**GIVEN TEXT**
◇ ◇ ◇ ◇ ◇ ◇ ◇
Those who choose to lean on Bonhoeffer’s dilemma to justify a violent response to grave injustice should heed a word of caution, however. What Bonhoeffer claimed is that, when we recognize transgressions of justice, we must respond by taking action. This is all that he claimed in this statement. To jump to the justification of the use of force is a misappropriation of his point.
It is true that Bonhoeffer called us to action, though he did not say what sort of action is necessary. In the particular context of Hitler, he determined that an assassination attempt was his only option. Even in doing so, he recognized the sinfulness of his choice and submitted to God’s judgment for the consequences of that choice. He felt compelled, but he was anything but divinely justified in his choice.
Reality suggests that a nonviolent response to Hitler’s acts of evil would not have led to the desired change. It was, in fact, on the field of battle that the Nazis ultimately were weakened to the point of submission. One can look back now and easily justify the means by which we achieved a more peaceful end.
I would argue, however, that justifying human behavior based on outcomes is not what we are called to as Christians. Like Christ, we are called to action; but also like Christ, we are called to peace rather than violence. In doing so, we give up much control over the result of our actions, which none of us likes to do.
◇ ◇ ◇ ◇ ◇ ◇ ◇
**DATA SHOWN**
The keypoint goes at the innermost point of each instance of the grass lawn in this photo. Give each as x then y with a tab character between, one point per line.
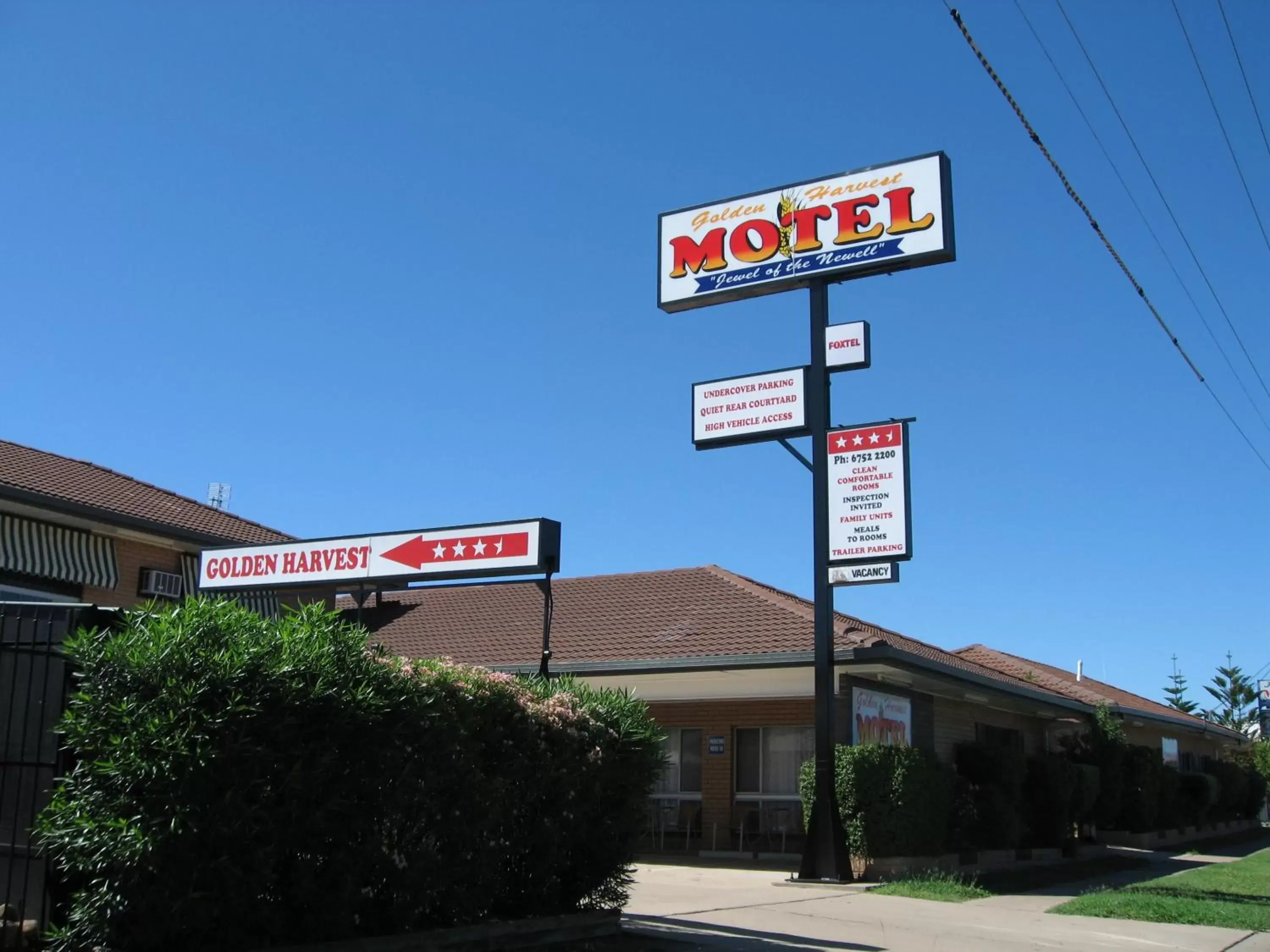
943	888
952	888
1235	895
◇ ◇ ◇ ◇ ◇ ◇ ◇
**TASK DETAILS**
Print the full passage about Bonhoeffer's dilemma again, word for word, with nothing changed.

**RESPONSE TO THIS EXERCISE**
Those who choose to lean on Bonhoeffer’s dilemma to justify a violent response to grave injustice should heed a word of caution, however. What Bonhoeffer claimed is that, when we recognize transgressions of justice, we must respond by taking action. This is all that he claimed in this statement. To jump to the justification of the use of force is a misappropriation of his point.
It is true that Bonhoeffer called us to action, though he did not say what sort of action is necessary. In the particular context of Hitler, he determined that an assassination attempt was his only option. Even in doing so, he recognized the sinfulness of his choice and submitted to God’s judgment for the consequences of that choice. He felt compelled, but he was anything but divinely justified in his choice.
Reality suggests that a nonviolent response to Hitler’s acts of evil would not have led to the desired change. It was, in fact, on the field of battle that the Nazis ultimately were weakened to the point of submission. One can look back now and easily justify the means by which we achieved a more peaceful end.
I would argue, however, that justifying human behavior based on outcomes is not what we are called to as Christians. Like Christ, we are called to action; but also like Christ, we are called to peace rather than violence. In doing so, we give up much control over the result of our actions, which none of us likes to do.